**Aim of the exercise**
Copy every line of the data below that contains the word "throw".

**Exercise input**
>> Begin
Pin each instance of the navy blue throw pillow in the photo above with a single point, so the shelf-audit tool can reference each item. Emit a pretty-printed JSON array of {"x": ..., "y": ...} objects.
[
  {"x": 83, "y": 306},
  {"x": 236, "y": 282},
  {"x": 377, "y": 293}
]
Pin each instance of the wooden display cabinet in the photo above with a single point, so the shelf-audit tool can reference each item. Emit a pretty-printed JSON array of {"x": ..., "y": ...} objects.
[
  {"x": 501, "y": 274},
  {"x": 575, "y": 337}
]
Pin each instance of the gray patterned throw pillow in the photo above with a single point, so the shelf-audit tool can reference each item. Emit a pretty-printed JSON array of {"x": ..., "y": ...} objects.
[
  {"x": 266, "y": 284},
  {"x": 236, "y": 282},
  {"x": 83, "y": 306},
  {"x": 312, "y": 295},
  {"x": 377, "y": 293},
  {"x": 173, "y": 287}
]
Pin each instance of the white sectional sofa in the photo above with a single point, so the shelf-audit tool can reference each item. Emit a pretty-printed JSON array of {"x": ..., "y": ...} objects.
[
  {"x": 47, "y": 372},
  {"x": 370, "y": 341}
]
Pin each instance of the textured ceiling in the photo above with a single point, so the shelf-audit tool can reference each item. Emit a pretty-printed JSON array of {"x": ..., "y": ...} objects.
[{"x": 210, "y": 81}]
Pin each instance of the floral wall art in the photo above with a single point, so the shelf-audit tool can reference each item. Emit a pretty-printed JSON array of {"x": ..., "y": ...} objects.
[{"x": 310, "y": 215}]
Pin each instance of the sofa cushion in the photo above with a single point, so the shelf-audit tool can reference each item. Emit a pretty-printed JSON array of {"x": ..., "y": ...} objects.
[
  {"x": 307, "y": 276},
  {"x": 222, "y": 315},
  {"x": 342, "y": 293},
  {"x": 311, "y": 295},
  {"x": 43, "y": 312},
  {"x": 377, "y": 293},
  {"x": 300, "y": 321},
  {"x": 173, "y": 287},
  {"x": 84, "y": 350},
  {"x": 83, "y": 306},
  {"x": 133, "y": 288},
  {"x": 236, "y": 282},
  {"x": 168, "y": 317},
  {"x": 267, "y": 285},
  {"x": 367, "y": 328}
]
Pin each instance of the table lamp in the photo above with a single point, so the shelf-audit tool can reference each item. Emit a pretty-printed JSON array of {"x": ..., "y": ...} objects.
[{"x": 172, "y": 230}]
>> End
>> Begin
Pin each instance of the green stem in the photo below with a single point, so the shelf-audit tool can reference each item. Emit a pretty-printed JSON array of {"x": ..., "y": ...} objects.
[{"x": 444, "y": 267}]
>> End
**Solution to the problem**
Pin each instance of the navy blue throw pillow in the photo above with a single point, so the shelf-audit tool can reference each item. Emit a pretty-printed JSON array of {"x": ..., "y": ...} objects.
Pin each instance of the gray patterned throw pillow in the photo above with a single point, so the shelf-audit tool can reference each item. Emit a pretty-printed JSON array of {"x": ..., "y": ...} objects.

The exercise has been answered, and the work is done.